• Short problem: Arrange each line of the records below as a numbered list, leaving out any blank lines. Don't include the pictures in your answer.

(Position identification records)
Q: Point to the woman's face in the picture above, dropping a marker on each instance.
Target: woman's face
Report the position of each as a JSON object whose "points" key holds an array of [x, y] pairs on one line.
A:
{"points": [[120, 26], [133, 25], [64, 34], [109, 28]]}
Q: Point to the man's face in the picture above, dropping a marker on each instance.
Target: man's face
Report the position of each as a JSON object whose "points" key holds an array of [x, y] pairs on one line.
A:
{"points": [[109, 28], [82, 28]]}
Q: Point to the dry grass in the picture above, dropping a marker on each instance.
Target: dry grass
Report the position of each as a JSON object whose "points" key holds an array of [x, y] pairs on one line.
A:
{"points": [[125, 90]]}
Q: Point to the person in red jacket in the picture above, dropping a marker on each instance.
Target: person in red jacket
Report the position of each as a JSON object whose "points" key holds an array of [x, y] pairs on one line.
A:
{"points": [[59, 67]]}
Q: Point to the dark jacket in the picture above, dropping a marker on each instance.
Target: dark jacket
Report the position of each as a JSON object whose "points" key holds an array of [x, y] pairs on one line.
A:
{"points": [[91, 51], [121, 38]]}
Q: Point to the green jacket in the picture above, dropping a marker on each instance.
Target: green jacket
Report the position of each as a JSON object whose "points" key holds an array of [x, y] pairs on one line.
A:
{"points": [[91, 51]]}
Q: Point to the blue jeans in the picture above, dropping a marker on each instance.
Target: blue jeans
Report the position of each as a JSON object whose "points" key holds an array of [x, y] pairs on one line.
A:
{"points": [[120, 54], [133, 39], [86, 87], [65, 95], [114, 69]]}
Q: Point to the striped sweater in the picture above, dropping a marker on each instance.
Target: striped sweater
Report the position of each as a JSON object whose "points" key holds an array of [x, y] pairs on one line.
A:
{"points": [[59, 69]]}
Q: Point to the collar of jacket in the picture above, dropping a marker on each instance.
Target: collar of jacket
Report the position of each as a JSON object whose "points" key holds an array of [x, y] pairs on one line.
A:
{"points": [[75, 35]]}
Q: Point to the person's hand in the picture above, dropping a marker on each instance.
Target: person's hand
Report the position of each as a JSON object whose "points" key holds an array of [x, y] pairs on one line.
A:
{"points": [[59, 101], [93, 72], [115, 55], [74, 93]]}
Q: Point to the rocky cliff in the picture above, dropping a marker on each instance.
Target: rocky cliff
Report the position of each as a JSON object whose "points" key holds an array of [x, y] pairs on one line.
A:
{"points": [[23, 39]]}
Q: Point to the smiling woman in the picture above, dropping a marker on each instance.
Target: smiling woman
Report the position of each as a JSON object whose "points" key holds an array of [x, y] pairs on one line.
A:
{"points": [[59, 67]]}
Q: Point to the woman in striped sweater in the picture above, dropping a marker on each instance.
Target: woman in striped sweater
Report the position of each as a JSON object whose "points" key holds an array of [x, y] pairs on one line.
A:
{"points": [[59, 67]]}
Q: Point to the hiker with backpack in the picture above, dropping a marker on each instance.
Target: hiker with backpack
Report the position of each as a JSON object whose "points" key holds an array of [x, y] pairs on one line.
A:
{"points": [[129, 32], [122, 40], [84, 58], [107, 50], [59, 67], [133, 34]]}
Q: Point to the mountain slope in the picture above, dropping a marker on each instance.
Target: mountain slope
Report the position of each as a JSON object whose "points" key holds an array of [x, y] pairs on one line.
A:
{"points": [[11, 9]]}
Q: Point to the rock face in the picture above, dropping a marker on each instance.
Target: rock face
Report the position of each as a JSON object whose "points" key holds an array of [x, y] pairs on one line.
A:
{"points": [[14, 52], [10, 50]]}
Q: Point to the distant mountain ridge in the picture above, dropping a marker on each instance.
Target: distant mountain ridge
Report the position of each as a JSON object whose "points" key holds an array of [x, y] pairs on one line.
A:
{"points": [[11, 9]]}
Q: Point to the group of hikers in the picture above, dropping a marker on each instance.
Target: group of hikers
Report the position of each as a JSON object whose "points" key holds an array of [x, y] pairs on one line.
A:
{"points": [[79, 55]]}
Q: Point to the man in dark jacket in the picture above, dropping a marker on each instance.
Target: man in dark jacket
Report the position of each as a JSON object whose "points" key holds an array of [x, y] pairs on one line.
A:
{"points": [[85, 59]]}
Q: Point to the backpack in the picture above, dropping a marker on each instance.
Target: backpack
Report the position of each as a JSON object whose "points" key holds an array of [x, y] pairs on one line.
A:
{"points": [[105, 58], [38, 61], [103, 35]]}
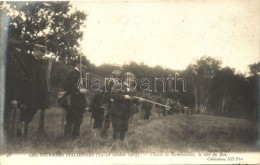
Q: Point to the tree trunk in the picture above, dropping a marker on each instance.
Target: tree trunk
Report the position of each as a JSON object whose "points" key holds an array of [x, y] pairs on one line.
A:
{"points": [[42, 114]]}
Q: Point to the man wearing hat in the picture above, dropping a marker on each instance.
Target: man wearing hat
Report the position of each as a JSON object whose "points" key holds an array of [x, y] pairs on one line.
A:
{"points": [[121, 107], [116, 73], [76, 103]]}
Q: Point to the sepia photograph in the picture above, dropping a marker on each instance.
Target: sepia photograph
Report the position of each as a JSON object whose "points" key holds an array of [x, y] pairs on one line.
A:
{"points": [[130, 82]]}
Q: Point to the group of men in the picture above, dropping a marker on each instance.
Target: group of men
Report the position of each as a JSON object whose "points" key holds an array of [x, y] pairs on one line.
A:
{"points": [[120, 104], [27, 89]]}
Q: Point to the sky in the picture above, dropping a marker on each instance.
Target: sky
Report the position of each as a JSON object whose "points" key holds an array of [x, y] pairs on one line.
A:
{"points": [[172, 33]]}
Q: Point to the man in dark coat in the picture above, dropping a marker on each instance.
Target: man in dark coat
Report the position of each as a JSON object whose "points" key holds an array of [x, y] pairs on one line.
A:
{"points": [[97, 111], [77, 102], [121, 109], [26, 86], [147, 107], [106, 98]]}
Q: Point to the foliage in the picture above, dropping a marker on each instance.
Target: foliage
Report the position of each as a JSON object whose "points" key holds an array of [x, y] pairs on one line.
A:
{"points": [[53, 24]]}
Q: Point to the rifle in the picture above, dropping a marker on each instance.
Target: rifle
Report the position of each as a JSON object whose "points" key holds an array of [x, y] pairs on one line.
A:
{"points": [[153, 102]]}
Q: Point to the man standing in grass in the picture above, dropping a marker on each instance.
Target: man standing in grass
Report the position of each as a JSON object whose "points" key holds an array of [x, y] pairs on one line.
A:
{"points": [[76, 101], [121, 107]]}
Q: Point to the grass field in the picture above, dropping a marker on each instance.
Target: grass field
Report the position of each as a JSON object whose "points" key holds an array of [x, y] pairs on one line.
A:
{"points": [[176, 132]]}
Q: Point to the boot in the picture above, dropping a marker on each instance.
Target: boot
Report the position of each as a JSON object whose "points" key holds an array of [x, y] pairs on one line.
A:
{"points": [[76, 131], [67, 130], [122, 136], [22, 130], [116, 135]]}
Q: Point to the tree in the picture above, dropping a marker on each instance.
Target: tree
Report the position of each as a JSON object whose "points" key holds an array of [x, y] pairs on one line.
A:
{"points": [[202, 72], [55, 25], [221, 94]]}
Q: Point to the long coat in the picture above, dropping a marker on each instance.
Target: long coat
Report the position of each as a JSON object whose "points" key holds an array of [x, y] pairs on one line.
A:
{"points": [[71, 86]]}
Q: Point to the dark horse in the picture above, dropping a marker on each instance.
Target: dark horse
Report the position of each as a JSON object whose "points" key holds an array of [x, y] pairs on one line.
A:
{"points": [[26, 87]]}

• Response:
1. Q: Point to the woman's face in the picture above, dropping a marker on each instance.
2. Target: woman's face
3. Report the position of each as a JSON object whose "points" key holds an array of [x, y] pairs on one line.
4. A:
5. {"points": [[120, 26], [133, 25], [64, 34], [109, 28]]}
6. Q: Point to the man's face in the picture above, dropping a marker on each instance.
7. Target: man's face
8. Report the position of each as a JSON object whose "points" key holds an array of [x, y] pairs on one line.
9. A:
10. {"points": [[109, 28], [82, 28]]}
11. Q: Point to the dry grass in the picture above, dropping a marker on each instance.
12. Target: dry grass
13. Report the position of each as a JSON object whose "points" key holds an array of [x, y] pairs on one line.
14. A:
15. {"points": [[125, 90]]}
16. Q: Point to the person in red jacket in the picture above, dropping a marker on each instance.
17. Target: person in red jacket
18. Report the position of each as a JSON object whose "points" key holds an array of [x, y] pairs on one line.
19. A:
20. {"points": [[59, 67]]}
21. Q: Point to the dark jacket in the picture above, dropping a marker on each instance.
22. Target: dark jacket
23. Report the position of each as a JSON object whose "points" key holds an array of [x, y] pairs on one line.
24. A:
25. {"points": [[91, 51], [121, 38]]}
26. Q: Point to the green jacket in the picture above, dropping a marker on each instance.
27. Target: green jacket
28. Report the position of each as a JSON object whose "points" key holds an array of [x, y] pairs on one line.
29. A:
30. {"points": [[91, 51]]}
31. Q: Point to the blue jeans in the picture above, dropping a marker on each instance.
32. Target: blue jeans
33. Report the position of each as a JSON object whose "points" key holds an array of [x, y] pairs on one line.
34. A:
35. {"points": [[120, 54], [133, 39], [86, 87], [65, 95], [114, 69]]}
36. Q: Point to the striped sweater in the picture above, dropping a marker on each instance.
37. Target: striped sweater
38. Report the position of each as a JSON object whose "points" key holds an array of [x, y] pairs on one line.
39. A:
40. {"points": [[59, 69]]}
41. Q: Point to the collar of jacket in the picture above, dropping a marker on each instance.
42. Target: collar of jacket
43. Report the position of each as a JSON object whose "points" key holds an array of [x, y] pairs on one line.
44. A:
45. {"points": [[75, 35]]}
46. Q: Point to the person's hand in the picture above, dropping a marker on each instance.
47. Target: person's hand
48. Report the position of each as a JSON object whose "points" key holds an array of [x, y] pairs on one line.
49. A:
50. {"points": [[59, 101], [93, 72], [115, 55], [74, 93]]}
51. Q: Point to the rocky cliff in the picture above, dropping a marker on each instance.
52. Target: rocky cliff
53. Report the position of each as a JSON object whose "points" key holds an array of [x, y] pairs on one line.
54. A:
55. {"points": [[23, 39]]}
56. Q: Point to the smiling woman in the picture above, dropping a marker on each instance.
57. Target: smiling woman
58. Report the position of each as a JSON object whose "points" key holds an array of [x, y] pairs on one line.
59. A:
60. {"points": [[59, 67]]}
61. Q: Point to the woman in striped sweater in the picture above, dropping a marker on each instance.
62. Target: woman in striped sweater
63. Report the position of each as a JSON object whose "points" key holds an array of [x, y] pairs on one line.
64. A:
65. {"points": [[59, 67]]}
66. Q: Point to the hiker with backpack in the picture above, dropping a marker on each instance.
67. Target: hiker with backpack
68. Report the position of each as a JSON object whose "points" key holds an array of [x, y] pairs on one line.
69. A:
70. {"points": [[129, 32], [122, 40], [84, 58], [107, 50], [59, 67], [133, 34]]}
71. Q: Point to the mountain slope in the picture above, dropping a marker on each instance.
72. Target: mountain slope
73. Report the position of each as a JSON object whose "points" key holds an array of [x, y] pairs on one line.
74. A:
75. {"points": [[11, 9]]}
76. Q: Point to the rock face in the picture above, dropping a marker on each instance.
77. Target: rock face
78. Report the position of each as a JSON object whose "points" key holds an array of [x, y] pairs on one line.
79. A:
80. {"points": [[14, 52], [10, 50]]}
81. Q: Point to the distant mountain ridge in the picture above, dropping a marker on each instance.
82. Target: distant mountain ridge
83. Report the position of each as a JSON object whose "points" key holds an array of [x, y] pairs on one line.
84. A:
85. {"points": [[11, 9]]}
86. Q: Point to the group of hikers in the picture above, dropping a marker on each instance.
87. Target: group of hikers
88. Report the position of each as a JSON object whose "points" key holds an array of [x, y] pairs on one line.
89. A:
90. {"points": [[79, 55]]}
91. Q: Point to the man in dark jacket in the picture above, dropping a marker on each instance.
92. Target: man in dark jacket
93. Report the position of each as a JSON object whose "points" key holds an array of [x, y] pairs on one line.
94. A:
95. {"points": [[85, 59]]}
96. Q: Point to the backpack in the picture above, dropping a marker on each instance.
97. Target: backpack
98. Report the position of each as a JSON object whose "points" key holds an array of [x, y] pairs on one line.
99. A:
100. {"points": [[105, 58], [38, 61], [103, 35]]}
101. Q: Point to the tree trunk in the picture above, dropping a marker on each instance.
102. Target: tree trunk
103. Report the position of each as a JSON object whose "points" key holds an array of [x, y] pairs on one line.
104. A:
105. {"points": [[42, 114]]}
106. Q: Point to the man wearing hat in the picture above, dropping a marker on each instance.
107. Target: man wearing hat
108. Report the position of each as a JSON object whose "points" key holds an array of [x, y] pairs on one line.
109. A:
110. {"points": [[121, 107], [116, 73], [76, 103]]}
111. Q: Point to the sepia photograph in the picture above, dropping a marker on each instance.
112. Target: sepia photograph
113. Report the position of each as a JSON object whose "points" key holds an array of [x, y] pairs on one line.
114. A:
115. {"points": [[130, 82]]}
116. Q: Point to the group of men in the picture above, dropping a marker on each instance.
117. Target: group of men
118. Report the position of each as a JSON object whose "points" key holds an array of [x, y] pairs on one line.
119. A:
120. {"points": [[120, 104], [27, 89]]}
121. Q: Point to the sky in the picture above, dropping a marker on each instance.
122. Target: sky
123. Report the position of each as a JSON object whose "points" key holds an array of [x, y] pairs on one line.
124. A:
125. {"points": [[172, 33]]}
126. Q: Point to the man in dark coat in the picture above, dropping a marker on each instance.
127. Target: man in dark coat
128. Report the position of each as a JSON object whose "points" key holds an array of [x, y] pairs on one line.
129. A:
130. {"points": [[97, 111], [77, 102], [121, 109], [26, 86], [147, 107], [106, 98]]}
131. Q: Point to the foliage in the picture above, dropping a marker on each instance.
132. Target: foliage
133. Report the position of each as a JSON object whose "points" key holds an array of [x, y] pairs on one line.
134. A:
135. {"points": [[53, 24]]}
136. Q: Point to the rifle in the picture above, dropping a marker on each instance.
137. Target: rifle
138. Report the position of each as a JSON object whose "points" key holds an array of [x, y] pairs on one line.
139. A:
140. {"points": [[153, 102]]}
141. Q: Point to the man standing in grass in the picture above, dropping a marker on each instance.
142. Target: man standing in grass
143. Report the position of each as a JSON object whose "points" key holds an array of [x, y] pairs on one line.
144. A:
145. {"points": [[76, 101], [121, 107]]}
146. Q: Point to the grass field in the picture above, dropping a marker on each instance.
147. Target: grass field
148. Report the position of each as a JSON object whose "points" key holds an array of [x, y] pairs on one line.
149. A:
150. {"points": [[176, 132]]}
151. Q: Point to the boot in the picture above, dropping a marker on each instance.
152. Target: boot
153. Report the position of each as a JSON object whose "points" key holds an array of [x, y] pairs on one line.
154. A:
155. {"points": [[76, 131], [67, 130], [122, 136], [22, 130], [116, 135]]}
156. Q: Point to the tree in the picture above, dropping a marker on each instance.
157. Target: tree
158. Report the position of each as a JSON object whose "points" key holds an array of [x, y] pairs on one line.
159. A:
160. {"points": [[202, 72], [55, 25], [221, 94]]}
161. Q: Point to the long coat in the picture above, dropping a marker on each instance.
162. Target: long coat
163. Report the position of each as a JSON object whose "points" key holds an array of [x, y] pairs on one line.
164. A:
165. {"points": [[71, 86]]}
166. Q: Point to the dark horse in the picture above, dropping a marker on each instance.
167. Target: dark horse
168. Report the position of each as a JSON object whose "points" key holds an array of [x, y] pairs on one line.
169. A:
170. {"points": [[26, 87]]}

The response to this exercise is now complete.